=== INPUT DATA ===

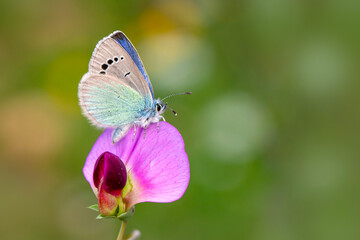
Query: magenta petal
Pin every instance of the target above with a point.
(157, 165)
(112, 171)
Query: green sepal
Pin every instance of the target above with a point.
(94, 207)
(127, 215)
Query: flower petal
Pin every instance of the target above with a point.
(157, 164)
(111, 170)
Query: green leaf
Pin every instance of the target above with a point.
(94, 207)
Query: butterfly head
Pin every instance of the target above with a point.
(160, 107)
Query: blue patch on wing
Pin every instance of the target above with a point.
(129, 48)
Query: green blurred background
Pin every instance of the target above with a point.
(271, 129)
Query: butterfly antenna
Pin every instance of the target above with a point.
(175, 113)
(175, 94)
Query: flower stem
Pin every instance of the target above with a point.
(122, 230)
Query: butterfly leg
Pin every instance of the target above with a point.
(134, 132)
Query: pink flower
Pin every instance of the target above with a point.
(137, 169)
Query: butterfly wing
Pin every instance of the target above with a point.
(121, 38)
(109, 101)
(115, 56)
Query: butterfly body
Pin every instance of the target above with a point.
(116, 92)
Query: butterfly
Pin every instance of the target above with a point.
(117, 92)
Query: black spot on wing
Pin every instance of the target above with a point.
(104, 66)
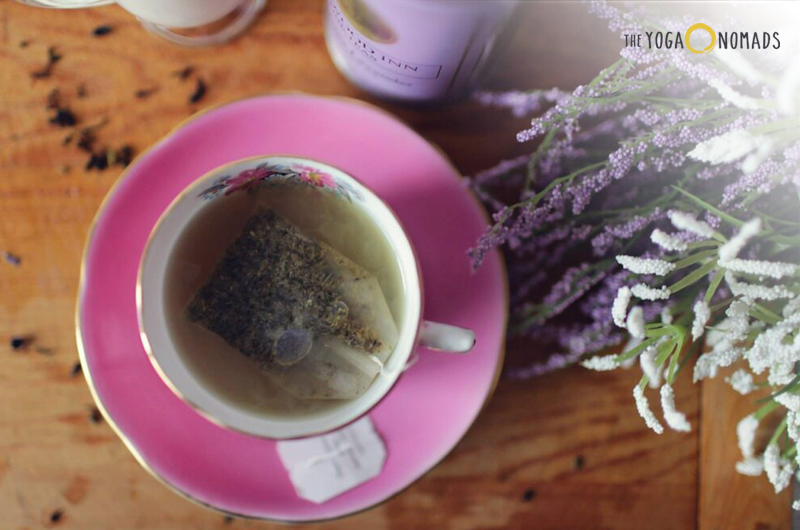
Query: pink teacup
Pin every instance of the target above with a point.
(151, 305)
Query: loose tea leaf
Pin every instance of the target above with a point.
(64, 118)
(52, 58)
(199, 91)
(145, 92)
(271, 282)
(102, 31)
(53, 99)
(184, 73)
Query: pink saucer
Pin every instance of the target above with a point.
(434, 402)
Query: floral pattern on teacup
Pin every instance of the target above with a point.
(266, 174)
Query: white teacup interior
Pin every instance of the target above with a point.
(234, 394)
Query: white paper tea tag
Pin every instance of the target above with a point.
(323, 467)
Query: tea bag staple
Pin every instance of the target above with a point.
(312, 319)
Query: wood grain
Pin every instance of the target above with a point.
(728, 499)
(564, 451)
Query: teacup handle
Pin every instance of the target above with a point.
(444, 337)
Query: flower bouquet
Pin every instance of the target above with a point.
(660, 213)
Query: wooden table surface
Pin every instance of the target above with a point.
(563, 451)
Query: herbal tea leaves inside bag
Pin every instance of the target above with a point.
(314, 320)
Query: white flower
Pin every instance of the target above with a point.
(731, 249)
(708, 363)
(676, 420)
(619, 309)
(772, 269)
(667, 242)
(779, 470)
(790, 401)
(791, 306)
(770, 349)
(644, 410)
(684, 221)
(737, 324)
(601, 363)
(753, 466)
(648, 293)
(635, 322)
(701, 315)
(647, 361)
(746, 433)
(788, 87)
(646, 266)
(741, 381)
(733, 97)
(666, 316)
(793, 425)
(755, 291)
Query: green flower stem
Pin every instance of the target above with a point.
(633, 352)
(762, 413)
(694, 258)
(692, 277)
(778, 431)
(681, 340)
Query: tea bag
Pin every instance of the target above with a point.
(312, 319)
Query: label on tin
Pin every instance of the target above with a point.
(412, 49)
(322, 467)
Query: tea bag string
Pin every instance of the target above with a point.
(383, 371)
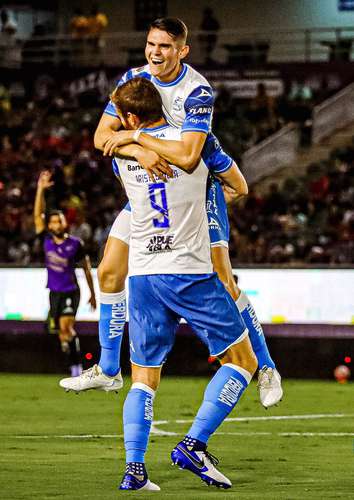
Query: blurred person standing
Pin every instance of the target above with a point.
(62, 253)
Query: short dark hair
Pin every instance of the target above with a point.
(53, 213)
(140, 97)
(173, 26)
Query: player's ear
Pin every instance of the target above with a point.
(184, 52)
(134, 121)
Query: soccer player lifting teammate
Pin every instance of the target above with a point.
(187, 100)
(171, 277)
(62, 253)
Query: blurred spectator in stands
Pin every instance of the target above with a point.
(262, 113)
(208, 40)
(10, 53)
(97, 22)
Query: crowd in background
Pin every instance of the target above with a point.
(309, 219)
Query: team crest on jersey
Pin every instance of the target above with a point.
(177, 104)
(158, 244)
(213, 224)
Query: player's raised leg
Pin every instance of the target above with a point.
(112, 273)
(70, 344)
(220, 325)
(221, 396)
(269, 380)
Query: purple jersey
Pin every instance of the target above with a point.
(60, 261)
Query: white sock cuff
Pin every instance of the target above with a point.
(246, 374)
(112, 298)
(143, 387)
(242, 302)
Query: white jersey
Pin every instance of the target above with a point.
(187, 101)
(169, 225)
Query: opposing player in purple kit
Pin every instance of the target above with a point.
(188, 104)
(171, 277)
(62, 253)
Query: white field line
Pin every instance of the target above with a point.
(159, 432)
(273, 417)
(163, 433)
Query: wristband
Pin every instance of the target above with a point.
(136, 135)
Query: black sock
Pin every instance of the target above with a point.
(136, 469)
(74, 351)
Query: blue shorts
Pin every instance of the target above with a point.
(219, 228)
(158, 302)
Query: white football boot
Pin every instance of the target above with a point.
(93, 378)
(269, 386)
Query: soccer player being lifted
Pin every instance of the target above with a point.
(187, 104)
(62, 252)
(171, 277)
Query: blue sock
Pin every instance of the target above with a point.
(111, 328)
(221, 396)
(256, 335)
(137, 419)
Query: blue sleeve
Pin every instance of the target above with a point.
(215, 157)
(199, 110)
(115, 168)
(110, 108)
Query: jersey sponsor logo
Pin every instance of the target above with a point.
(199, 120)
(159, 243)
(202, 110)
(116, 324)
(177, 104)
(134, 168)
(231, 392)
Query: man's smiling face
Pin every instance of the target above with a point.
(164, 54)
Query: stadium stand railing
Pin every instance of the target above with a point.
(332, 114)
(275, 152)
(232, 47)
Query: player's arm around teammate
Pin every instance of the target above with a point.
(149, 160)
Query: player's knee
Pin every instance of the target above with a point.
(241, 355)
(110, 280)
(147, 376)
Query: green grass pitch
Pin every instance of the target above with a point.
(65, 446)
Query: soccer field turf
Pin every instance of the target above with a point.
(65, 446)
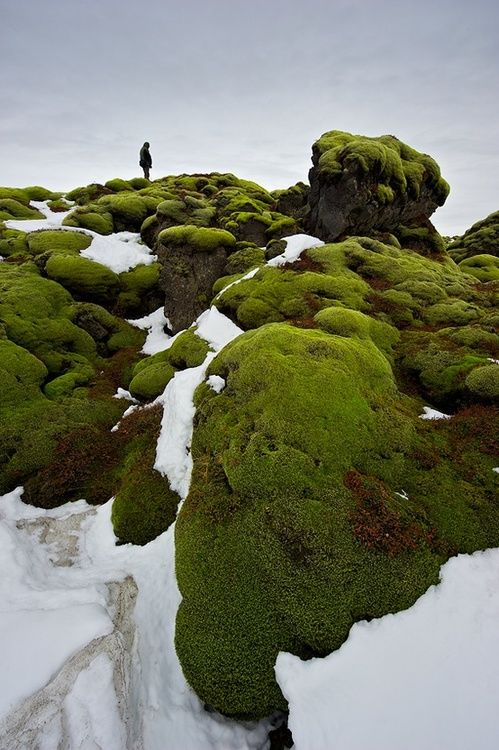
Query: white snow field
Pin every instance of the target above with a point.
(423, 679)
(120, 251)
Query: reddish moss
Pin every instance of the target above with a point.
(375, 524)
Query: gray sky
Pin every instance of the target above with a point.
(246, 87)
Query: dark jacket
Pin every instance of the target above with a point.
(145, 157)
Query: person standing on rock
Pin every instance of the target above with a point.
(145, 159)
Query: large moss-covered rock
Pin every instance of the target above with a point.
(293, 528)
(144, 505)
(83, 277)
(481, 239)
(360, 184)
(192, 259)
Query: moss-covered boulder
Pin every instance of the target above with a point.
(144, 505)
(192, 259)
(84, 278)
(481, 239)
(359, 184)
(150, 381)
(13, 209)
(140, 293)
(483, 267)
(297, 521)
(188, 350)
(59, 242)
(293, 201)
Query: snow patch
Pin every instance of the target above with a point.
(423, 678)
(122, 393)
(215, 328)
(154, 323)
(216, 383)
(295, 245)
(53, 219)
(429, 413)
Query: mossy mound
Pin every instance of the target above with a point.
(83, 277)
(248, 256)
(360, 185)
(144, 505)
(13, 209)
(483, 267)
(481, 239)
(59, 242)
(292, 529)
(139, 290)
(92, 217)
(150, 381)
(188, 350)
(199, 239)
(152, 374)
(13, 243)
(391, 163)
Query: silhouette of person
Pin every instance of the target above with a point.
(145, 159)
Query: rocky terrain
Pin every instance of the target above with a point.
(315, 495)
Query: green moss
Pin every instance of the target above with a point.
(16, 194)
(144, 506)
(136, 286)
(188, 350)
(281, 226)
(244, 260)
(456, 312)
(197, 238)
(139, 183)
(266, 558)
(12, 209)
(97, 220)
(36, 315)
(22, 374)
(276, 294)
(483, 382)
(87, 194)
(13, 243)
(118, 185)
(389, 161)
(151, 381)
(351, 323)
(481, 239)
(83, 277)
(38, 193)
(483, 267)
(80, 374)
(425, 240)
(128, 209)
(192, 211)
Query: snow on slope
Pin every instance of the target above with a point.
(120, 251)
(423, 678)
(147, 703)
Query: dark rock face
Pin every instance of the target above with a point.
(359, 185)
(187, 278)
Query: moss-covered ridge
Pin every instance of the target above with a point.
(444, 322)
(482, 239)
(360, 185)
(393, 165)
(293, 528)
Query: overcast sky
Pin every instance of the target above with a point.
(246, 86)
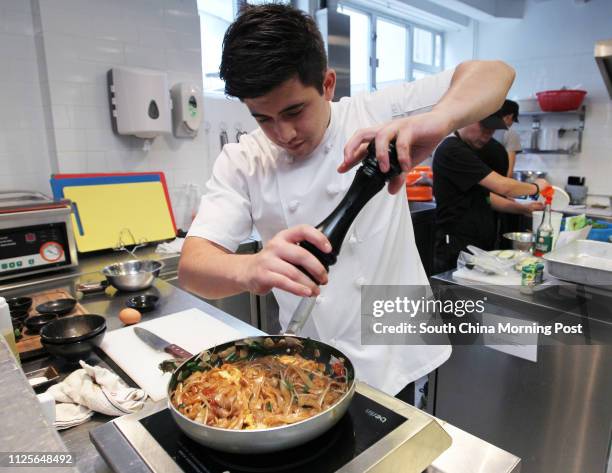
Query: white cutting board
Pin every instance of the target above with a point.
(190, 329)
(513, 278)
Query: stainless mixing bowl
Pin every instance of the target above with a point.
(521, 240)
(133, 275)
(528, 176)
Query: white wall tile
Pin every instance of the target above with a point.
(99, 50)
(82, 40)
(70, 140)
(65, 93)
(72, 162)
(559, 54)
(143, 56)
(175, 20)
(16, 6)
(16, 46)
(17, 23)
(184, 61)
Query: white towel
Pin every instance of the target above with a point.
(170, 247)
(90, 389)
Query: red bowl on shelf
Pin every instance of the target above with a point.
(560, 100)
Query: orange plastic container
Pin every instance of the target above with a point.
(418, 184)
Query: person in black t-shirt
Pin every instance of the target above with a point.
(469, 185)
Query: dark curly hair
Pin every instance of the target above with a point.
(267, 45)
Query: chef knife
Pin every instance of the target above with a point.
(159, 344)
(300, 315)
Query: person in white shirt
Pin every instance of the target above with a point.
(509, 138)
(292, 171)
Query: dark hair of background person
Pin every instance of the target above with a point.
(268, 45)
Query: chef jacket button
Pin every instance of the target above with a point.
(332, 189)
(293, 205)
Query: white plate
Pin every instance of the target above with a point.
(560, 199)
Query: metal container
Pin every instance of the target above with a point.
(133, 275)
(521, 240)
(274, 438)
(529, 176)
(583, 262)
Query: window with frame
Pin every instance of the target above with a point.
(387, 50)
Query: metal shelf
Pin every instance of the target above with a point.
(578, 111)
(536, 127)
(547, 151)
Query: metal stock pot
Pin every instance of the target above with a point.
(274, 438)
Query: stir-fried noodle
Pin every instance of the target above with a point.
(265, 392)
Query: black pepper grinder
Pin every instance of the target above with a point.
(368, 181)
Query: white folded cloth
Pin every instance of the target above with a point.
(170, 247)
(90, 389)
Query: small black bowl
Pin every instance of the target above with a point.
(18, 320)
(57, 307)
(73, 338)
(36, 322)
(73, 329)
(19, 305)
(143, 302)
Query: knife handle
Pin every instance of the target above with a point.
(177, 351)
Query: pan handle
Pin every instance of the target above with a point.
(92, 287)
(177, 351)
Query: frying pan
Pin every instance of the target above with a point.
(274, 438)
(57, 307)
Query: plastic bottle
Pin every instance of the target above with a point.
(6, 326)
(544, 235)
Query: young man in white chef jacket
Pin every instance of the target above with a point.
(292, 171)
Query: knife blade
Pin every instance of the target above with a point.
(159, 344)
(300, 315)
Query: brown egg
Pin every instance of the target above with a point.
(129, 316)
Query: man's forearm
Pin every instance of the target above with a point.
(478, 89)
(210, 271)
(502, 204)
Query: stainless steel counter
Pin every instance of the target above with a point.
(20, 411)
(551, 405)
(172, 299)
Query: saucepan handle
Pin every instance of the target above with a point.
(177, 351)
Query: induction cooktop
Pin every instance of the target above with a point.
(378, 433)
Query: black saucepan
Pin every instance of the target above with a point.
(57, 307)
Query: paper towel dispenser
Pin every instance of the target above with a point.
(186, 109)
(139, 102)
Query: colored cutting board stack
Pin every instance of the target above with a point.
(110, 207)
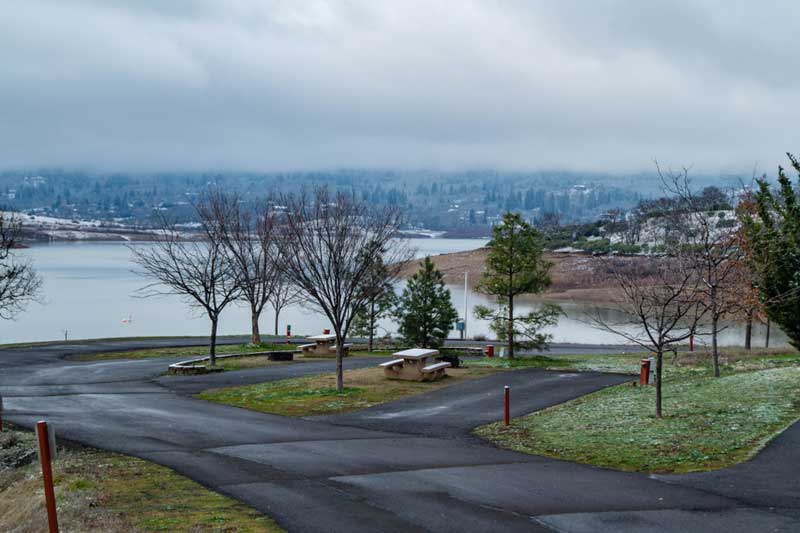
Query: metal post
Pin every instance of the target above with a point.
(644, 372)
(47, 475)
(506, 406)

===

_TASK OBJECTIVE_:
Count, in the listing, each line that holds the string "standing", then give the count and nothing else.

_RESPONSE AREA_:
2